■ PROBLEM TO SOLVE: Pull out the stretch from the first line of the entries through the line containing "column 485, row 144", including both ends, and reproduce those lines verbatim.

Entries for pointing at named objects:
·····

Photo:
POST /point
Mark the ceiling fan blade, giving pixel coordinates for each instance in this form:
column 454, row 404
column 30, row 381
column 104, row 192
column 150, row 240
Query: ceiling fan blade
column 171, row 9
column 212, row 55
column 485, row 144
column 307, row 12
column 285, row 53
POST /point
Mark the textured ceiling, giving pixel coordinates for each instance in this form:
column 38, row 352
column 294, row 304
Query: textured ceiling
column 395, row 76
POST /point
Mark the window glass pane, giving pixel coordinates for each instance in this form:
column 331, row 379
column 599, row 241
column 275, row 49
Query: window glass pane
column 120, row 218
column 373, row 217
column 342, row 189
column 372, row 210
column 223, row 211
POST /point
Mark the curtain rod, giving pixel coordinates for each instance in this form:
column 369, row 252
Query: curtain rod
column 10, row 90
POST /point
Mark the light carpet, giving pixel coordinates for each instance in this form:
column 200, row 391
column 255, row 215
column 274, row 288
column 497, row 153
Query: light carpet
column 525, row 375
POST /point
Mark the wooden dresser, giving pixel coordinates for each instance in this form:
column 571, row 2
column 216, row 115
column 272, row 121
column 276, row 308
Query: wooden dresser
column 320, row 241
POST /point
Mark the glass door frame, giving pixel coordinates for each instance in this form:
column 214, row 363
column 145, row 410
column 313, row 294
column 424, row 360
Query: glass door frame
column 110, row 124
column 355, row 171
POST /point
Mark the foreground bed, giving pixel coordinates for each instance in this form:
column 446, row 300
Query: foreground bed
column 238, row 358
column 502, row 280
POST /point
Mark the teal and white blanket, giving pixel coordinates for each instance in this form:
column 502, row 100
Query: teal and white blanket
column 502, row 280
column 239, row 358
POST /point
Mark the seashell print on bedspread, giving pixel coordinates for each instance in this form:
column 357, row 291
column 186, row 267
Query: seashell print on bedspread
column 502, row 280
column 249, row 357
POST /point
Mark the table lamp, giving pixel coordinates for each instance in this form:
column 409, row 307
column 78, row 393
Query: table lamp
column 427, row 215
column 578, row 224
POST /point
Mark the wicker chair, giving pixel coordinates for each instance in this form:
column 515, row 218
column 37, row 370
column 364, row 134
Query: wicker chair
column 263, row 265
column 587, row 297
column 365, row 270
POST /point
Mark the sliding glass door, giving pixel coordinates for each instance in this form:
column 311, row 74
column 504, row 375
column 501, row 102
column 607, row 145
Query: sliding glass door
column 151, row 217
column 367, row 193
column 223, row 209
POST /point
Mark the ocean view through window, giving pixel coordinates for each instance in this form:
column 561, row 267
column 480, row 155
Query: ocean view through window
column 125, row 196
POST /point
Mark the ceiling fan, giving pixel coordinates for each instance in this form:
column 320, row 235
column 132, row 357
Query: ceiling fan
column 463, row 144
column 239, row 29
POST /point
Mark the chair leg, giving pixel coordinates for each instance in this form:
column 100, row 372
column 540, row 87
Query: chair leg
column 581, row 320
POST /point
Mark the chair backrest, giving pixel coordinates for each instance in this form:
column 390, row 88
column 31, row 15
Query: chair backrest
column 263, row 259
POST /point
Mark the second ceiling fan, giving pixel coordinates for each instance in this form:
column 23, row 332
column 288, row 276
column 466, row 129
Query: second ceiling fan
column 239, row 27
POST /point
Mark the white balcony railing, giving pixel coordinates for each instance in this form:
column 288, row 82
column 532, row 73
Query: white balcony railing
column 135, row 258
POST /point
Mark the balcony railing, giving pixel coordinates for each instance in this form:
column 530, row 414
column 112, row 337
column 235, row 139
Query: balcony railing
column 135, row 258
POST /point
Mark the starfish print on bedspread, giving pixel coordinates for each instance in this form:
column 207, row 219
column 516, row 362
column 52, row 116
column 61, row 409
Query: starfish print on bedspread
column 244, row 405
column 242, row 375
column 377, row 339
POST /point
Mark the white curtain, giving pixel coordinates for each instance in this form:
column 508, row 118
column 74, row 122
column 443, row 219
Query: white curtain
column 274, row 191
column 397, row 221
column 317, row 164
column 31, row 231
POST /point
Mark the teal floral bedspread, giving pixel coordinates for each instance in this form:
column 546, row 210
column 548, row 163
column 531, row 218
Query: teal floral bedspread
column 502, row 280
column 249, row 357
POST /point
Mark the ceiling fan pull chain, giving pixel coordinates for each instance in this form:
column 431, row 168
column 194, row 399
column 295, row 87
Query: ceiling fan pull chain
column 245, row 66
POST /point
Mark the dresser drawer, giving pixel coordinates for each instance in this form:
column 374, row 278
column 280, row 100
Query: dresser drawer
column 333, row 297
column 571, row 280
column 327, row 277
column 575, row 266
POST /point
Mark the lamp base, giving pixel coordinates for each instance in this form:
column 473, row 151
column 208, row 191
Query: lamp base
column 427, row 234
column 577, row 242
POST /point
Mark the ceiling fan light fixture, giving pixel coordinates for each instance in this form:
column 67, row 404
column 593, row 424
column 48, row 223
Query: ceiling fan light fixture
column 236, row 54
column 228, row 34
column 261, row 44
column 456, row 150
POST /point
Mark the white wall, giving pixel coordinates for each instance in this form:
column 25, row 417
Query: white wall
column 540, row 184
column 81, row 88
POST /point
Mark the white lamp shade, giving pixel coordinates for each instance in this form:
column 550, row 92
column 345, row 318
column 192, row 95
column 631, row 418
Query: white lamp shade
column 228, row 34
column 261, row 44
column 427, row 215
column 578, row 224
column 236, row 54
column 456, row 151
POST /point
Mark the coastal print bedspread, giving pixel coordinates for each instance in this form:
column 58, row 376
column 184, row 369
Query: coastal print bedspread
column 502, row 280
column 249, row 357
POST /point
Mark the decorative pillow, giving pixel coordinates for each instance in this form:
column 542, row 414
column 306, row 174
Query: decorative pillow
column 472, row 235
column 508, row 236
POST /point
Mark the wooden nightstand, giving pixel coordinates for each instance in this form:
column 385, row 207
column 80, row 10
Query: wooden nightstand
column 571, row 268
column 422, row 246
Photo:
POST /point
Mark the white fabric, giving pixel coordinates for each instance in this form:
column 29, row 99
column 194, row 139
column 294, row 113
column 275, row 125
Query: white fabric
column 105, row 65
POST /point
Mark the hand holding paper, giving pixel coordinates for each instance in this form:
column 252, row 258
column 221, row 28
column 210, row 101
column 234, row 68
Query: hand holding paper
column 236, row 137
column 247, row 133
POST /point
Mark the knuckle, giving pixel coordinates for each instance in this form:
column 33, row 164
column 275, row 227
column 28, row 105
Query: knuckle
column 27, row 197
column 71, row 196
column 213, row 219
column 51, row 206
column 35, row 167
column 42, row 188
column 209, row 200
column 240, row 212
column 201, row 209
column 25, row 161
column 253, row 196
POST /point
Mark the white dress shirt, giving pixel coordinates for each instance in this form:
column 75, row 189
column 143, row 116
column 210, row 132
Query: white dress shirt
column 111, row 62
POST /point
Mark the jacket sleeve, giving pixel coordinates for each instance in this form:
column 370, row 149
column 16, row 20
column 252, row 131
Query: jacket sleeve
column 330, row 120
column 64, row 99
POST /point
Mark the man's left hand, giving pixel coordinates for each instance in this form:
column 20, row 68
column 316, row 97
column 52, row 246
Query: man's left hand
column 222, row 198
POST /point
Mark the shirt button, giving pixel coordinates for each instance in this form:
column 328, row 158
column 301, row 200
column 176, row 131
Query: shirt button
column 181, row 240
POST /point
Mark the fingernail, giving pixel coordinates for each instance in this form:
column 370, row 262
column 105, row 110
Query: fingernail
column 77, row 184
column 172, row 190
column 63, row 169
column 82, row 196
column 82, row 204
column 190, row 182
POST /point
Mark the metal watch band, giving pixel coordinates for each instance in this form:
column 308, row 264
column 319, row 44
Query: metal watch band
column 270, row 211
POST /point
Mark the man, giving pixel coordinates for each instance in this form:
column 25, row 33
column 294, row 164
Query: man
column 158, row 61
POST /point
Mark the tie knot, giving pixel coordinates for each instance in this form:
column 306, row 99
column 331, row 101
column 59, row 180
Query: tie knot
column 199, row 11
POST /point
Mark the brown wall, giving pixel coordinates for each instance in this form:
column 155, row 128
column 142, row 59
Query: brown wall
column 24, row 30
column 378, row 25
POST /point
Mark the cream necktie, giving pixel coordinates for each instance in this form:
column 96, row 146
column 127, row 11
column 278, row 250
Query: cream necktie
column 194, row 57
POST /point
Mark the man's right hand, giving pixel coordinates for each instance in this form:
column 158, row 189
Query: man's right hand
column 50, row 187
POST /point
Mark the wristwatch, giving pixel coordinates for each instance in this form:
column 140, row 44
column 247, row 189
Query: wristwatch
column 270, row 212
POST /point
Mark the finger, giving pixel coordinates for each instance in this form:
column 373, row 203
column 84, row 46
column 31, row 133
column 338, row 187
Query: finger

·····

■ RIGHT ANSWER:
Photo:
POST /point
Mark the ceiling fan blade, giving pixel coordinates for each instance in this form:
column 454, row 404
column 30, row 381
column 104, row 192
column 150, row 240
Query: ceiling fan blade
column 171, row 9
column 212, row 55
column 485, row 144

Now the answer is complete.